→ TASK MATERIAL
# # #
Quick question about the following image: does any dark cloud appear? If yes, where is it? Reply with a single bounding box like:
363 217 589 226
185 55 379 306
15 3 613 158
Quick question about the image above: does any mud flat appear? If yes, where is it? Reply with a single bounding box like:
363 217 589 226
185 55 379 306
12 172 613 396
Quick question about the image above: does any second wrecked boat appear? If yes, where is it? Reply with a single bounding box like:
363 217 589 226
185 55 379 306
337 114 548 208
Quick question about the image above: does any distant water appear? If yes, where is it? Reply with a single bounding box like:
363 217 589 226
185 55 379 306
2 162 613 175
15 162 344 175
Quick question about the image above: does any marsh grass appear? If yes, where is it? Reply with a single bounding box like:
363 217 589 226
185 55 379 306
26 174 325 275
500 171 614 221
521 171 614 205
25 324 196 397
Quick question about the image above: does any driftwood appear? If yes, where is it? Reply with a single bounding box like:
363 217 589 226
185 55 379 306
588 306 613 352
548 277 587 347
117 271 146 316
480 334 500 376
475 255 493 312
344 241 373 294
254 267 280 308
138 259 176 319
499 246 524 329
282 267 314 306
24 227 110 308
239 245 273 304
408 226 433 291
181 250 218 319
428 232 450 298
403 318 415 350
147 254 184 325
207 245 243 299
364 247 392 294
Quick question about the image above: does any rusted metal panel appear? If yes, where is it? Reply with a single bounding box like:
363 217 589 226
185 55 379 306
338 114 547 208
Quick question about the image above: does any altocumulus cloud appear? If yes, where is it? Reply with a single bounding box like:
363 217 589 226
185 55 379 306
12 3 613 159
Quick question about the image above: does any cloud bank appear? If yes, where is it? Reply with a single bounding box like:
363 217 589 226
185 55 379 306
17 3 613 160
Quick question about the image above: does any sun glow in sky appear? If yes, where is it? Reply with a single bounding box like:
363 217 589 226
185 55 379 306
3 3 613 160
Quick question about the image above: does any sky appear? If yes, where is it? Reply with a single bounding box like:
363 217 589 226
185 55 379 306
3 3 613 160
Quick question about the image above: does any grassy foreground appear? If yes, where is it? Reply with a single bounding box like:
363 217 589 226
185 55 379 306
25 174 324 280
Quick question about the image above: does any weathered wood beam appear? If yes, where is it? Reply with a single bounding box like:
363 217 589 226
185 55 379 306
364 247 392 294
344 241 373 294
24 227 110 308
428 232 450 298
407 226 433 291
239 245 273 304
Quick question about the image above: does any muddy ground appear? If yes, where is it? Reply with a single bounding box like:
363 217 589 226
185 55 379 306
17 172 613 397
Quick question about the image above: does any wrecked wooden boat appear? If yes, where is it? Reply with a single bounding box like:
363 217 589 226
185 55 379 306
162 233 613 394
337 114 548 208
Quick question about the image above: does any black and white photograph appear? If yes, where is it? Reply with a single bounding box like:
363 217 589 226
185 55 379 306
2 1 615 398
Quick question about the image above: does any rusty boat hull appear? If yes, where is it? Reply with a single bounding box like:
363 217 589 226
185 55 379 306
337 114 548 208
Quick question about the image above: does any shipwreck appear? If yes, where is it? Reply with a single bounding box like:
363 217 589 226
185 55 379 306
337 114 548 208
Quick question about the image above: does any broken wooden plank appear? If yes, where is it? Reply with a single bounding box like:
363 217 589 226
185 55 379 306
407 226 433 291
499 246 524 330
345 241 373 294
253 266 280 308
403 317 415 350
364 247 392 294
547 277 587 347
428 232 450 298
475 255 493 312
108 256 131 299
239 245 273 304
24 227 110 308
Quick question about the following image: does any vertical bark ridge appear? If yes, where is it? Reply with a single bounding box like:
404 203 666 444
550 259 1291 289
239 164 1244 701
# # #
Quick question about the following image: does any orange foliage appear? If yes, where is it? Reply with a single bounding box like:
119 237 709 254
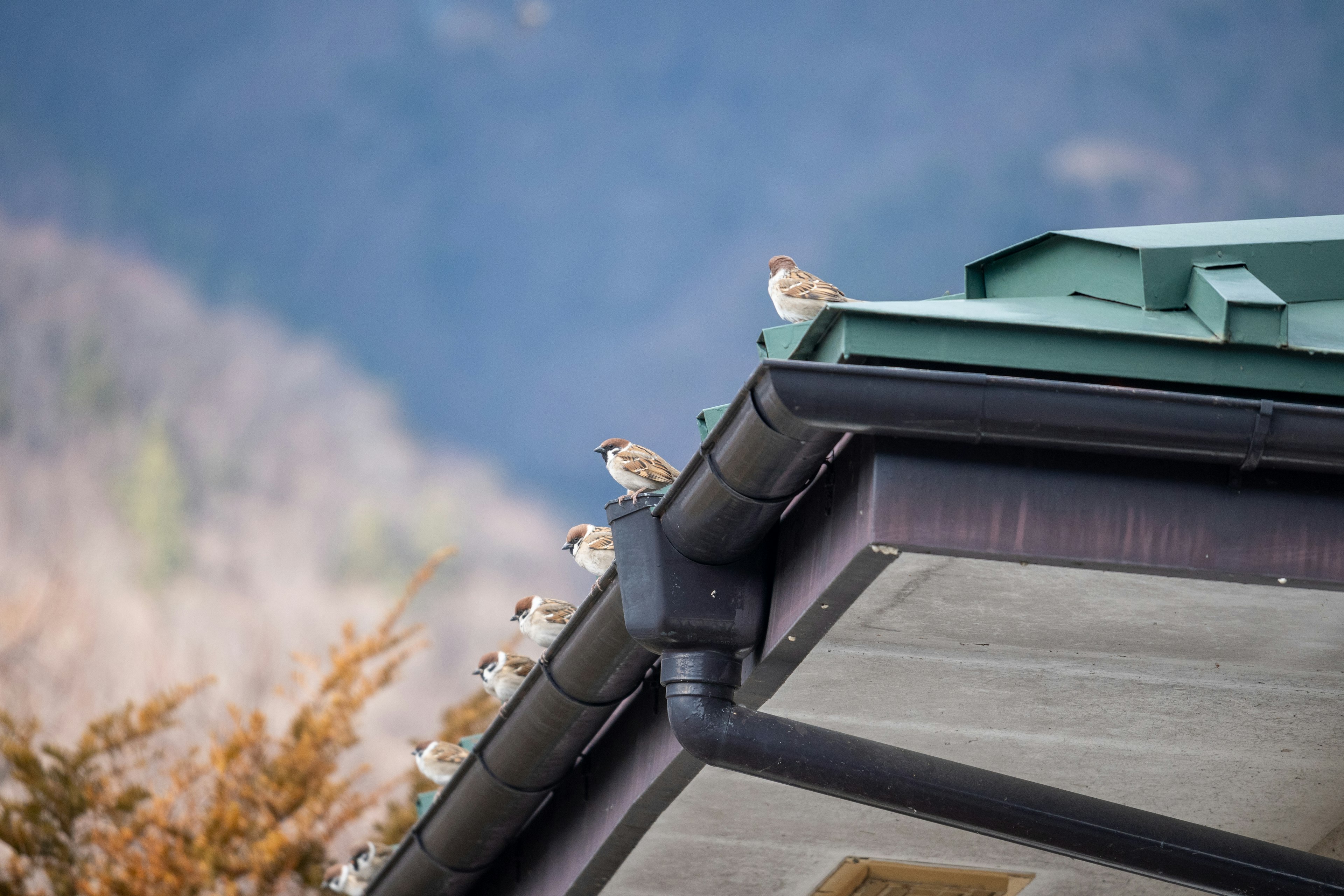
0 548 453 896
# # #
→ EXERCISE INSTRUCTIONS
Copy everything from the line containing "Quick question about the following image: does any vertical" down to the line containing "239 164 1244 701", changing "vertical bark ridge" to "horizontal bark ridge" and keeping everything else the same.

→ ANSWER TO THIS TASK
Quick question about the following image: does any horizontal bark ridge appear? If yes, where is it? Reply with a single bounding box like:
404 203 666 444
550 259 1291 289
239 164 1244 701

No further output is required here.